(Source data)
_____
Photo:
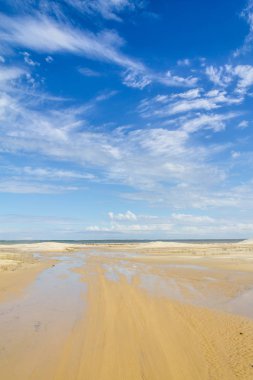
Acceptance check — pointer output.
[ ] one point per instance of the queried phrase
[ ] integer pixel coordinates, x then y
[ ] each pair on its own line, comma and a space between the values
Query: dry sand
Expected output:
137, 311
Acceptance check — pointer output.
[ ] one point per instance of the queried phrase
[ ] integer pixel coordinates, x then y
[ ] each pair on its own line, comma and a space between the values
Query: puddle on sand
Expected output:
242, 304
41, 318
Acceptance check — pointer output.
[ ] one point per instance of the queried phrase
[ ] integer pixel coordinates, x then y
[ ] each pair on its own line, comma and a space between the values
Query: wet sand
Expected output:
135, 311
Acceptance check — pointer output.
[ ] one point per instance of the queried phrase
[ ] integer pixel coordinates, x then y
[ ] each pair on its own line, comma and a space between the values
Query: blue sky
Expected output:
126, 119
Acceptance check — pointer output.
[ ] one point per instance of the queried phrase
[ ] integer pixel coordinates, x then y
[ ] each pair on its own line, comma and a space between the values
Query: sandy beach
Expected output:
126, 311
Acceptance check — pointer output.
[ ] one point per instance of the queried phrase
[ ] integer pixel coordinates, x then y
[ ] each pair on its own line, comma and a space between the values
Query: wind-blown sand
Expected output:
127, 311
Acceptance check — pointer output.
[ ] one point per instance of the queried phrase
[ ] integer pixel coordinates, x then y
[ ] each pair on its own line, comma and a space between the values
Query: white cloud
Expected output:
28, 59
243, 124
247, 14
51, 173
193, 100
136, 79
44, 34
49, 59
184, 62
108, 9
22, 187
189, 218
88, 72
128, 216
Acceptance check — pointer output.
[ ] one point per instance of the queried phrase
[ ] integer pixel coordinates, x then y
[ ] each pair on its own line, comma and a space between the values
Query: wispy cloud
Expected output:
108, 9
247, 14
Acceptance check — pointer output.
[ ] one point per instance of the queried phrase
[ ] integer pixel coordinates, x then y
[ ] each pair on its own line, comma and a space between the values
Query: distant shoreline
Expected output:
125, 241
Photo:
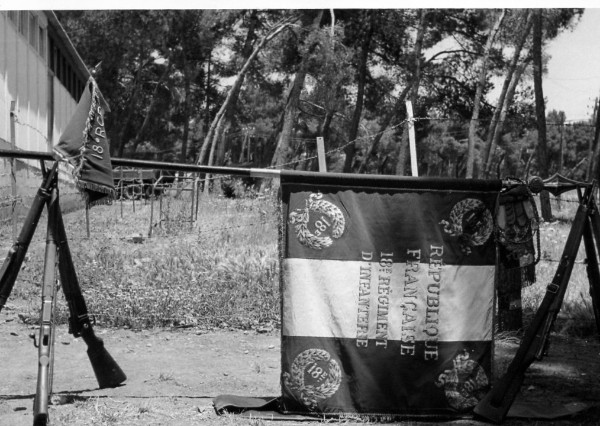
_____
PROBLEM STATEMENT: Only an exact, picture-free copy of the entries counts as the answer.

EXERCISE RESULT:
Photo:
Acceptance check — pointer output.
[ ] one point per instance of the queried phrase
[ ] integer pixel coordinates, x then y
[ ] each pair on its own line, comma and a space between the values
Query: dry sand
Expected output:
137, 311
Acceptance check — pointer output.
[ ] one point per instance of the queried phrase
[ ] integer pixel coordinates, x then y
[ ] each pair on its own line, comma and a space between the values
Query: puddle on sand
Expected output:
242, 304
41, 318
Acceptance check — pointer output.
[ ] one point per instance of the queried phrase
[ ] integer pixel coordinates, x then y
[ ] each pair on its own line, comma and a space between the values
Query: wet sand
Expected output:
135, 311
Acceptance check — pointer output.
[ ] one point per instance of the queried phrase
[ ] integer pixel coordinates, x then y
[ ] each pair on its own line, comma and a space between the values
Query: blue sky
Expected output:
126, 119
Acceptance check — pointer output.
[ ] one point per instance of the queried phrase
[ ] integer pixel coordinates, x then y
[ ] each pair on its own line, comma and a space between the values
Query: sandy beach
Expected output:
126, 311
Acceptance check — pointer output.
[ ] one point per instance of the queried phrase
[ ] integer pixel coordinates, x then y
[ ] each pair on its own line, comma and a space between the values
Query: wind-blown sand
Expected output:
127, 311
Acceptance check — pointer output.
[ ] one point per instance of the queried phrase
[ ] integer pixel coordinates, x then y
[ ] each pair on its own line, comma and a space between the values
Query: white cloud
Expected output:
28, 59
243, 124
247, 14
51, 173
193, 100
136, 79
44, 34
49, 59
184, 62
108, 9
22, 187
189, 218
88, 72
128, 216
Acceptance check — pointer output.
[ ] one point per instance of the queried phrase
[ ] integer pixel coordinates, x then y
[ ] each pair on its own line, comma and a space between the values
Query: wispy cloud
Expected output:
108, 9
247, 14
Acceptance check — pointer output.
[ ] one point per instance of the queried phrase
[ ] integer pixel coordinates, x then y
[ ] each pair on its own line, comma and a space between the values
Query: distant shoreline
Expected output:
125, 241
Photo:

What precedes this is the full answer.